### Actions to take:
A. Can you return, word for word, the passage of the SAS dataset-splitting thread starting at "I need some" and ending at "be greatly appreciated."?
B. Could you supply the next part of the SAS dataset-splitting thread, picking up right after its last sentence?

* Begin Quoted text *

Split large SAS dataset into smaller datasets

2020-03-23 17:56发布

问题:

I need some assistance with splitting a large SAS dataset into smaller datasets.

Each month I'll have a dataset containing a few million records. This number will vary from month to month. I need to split this dataset into multiple smaller datasets containing 250,000 records each. For example, if I have 1,050,000 records in the original dataset then I need the end result to be 4 datasets containing 250,000 records and 1 dataset containing 50,000 records.

From what I've been looking at it appears this will require using macros. Unfortunately I'm fairly new to SAS (unfamiliar with using macros) and don't have a lot of time to accomplish this. Any help would be greatly appreciated.

回答1:

Building on Joe's answer, maybe you could try something like this :

%MACRO SPLIT(DATASET);

%LET DATASET_ID = %SYSFUNC(OPEN(&DATASET.));
%LET NOBS = %SYSFUNC(ATTRN(&DATASET__ID., NLOBS));
%LET NB_DATASETS = %SYSEVALF(&NOBS. / 250000, CEIL);

DATA 
  %DO I=1 %TO &NB_DATASETS.;
    WANT&I. 
  %END;;

  SET WANT;

  %DO I=1 %TO &NB_DATASETS.;

    %IF &I. > 1 %THEN %DO; ELSE %END; IF _N_ LE 2.5E5 * &I. THEN OUTPUT WANT&I.;

  %END;
RUN;
%MEND SPLIT;    


回答2:

You can do it without macros at all, if you don't mind asking for datasets that may not exist, and have a reasonable bound on things.

data want1 want2 want3 want4 want5 want6 want7 want8 want9;
if _n_ le 2.5e5 then output want1;
else if _n_ le 5e5 then output want2;
else if _n_ le 7.5e5 then output want3;
... etc....
run;

Macros would make that more efficient to program and cleaner to read, but wouldn't change how it actually runs in reality.



回答3:

You can do it without macros, using CALL EXECUTE(). It creates SAS-code as text strings and then executes it, after your "manually written" code completed.

* End Quoted text *
* Begin Listed records *

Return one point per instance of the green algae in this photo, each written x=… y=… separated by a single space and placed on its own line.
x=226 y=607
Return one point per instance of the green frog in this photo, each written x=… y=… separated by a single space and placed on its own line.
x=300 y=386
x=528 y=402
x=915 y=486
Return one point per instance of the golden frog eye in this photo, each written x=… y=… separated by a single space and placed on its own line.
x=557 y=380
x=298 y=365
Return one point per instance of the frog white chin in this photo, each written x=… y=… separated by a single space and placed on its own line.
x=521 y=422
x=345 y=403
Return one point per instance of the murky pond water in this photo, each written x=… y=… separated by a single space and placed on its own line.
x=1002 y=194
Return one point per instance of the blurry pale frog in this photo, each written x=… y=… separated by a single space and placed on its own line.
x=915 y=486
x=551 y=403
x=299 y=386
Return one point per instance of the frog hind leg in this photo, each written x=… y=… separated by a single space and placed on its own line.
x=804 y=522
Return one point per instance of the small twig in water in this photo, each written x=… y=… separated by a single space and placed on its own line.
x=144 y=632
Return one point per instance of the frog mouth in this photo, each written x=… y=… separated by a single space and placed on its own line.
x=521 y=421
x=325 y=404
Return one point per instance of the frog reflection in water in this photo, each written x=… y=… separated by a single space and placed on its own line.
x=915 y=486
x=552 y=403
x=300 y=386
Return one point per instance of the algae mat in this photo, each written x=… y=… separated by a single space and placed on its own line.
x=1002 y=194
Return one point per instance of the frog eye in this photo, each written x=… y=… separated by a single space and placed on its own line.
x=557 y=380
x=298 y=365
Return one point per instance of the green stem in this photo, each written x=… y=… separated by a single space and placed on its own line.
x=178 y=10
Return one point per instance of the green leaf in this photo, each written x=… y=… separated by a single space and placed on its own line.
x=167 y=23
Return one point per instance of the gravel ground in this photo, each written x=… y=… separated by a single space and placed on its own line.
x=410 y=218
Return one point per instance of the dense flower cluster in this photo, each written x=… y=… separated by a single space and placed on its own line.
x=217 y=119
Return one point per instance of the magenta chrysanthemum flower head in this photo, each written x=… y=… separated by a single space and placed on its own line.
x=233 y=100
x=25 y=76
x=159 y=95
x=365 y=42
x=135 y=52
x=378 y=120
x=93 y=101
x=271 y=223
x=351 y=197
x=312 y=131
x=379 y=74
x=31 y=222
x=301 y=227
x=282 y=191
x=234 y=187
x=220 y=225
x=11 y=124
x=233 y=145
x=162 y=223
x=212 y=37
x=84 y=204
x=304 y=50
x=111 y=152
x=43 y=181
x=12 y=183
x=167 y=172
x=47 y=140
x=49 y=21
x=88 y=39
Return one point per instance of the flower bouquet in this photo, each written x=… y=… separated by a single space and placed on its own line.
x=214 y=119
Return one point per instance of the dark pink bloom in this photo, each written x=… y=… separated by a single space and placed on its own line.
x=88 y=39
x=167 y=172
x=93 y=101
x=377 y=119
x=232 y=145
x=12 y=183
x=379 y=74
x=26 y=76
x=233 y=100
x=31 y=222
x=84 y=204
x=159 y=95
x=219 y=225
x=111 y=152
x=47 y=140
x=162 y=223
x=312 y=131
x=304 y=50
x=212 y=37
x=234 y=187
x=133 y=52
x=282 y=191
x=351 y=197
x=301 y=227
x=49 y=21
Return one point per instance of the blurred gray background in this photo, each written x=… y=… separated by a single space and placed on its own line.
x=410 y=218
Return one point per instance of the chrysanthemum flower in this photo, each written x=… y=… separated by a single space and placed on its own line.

* End Listed records *

### Written answers:
A.
I need some assistance with splitting a large SAS dataset into smaller datasets.

Each month I'll have a dataset containing a few million records. This number will vary from month to month. I need to split this dataset into multiple smaller datasets containing 250,000 records each. For example, if I have 1,050,000 records in the original dataset then I need the end result to be 4 datasets containing 250,000 records and 1 dataset containing 50,000 records.

From what I've been looking at it appears this will require using macros. Unfortunately I'm fairly new to SAS (unfamiliar with using macros) and don't have a lot of time to accomplish this. Any help would be greatly appreciated.

B.
data _null_;
    if 0 then set have nobs=n;
    do i=1 to ceil(n/250000);
        call execute (cats("data want",i)||";");
        call execute ("set have(firstobs="||(i-1)*250000+1||" obs="||i*250000||");");
        call execute ("run;");
    end;
run;


回答4:

A more efficient option, if you have room in memory to store one of the smaller datasets, is a hash solution. Here's an example using basically what you're describing in the question:

data in_data;
  do recid = 1 to 1.000001e7;
    datavar = 1;
    output;
  end;
run;


data _null_;
  if 0 then set in_data;
  declare hash h_out();
  h_out.defineKey('_n_');
  h_out.defineData('recid','datavar');
  h_out.defineDone();

  do filenum = 1 by 1 until (eof);
    do _n_ = 1 to 250000 until (eof);
      set in_data end=eof;
      h_out.add();
    end;
    h_out.output(dataset:cats('file_',filenum));
    h_out.clear();
  end;
  stop;
run;

We define a hash object with the appropriate parameters, and simply tell it to output every 250k records, and clear it. We could do a hash-of-hashes here also, particularly if it weren't just "Every 250k records" but some other criteria drove things, but then you'd have to fit all of the records in memory, not just 250k of them.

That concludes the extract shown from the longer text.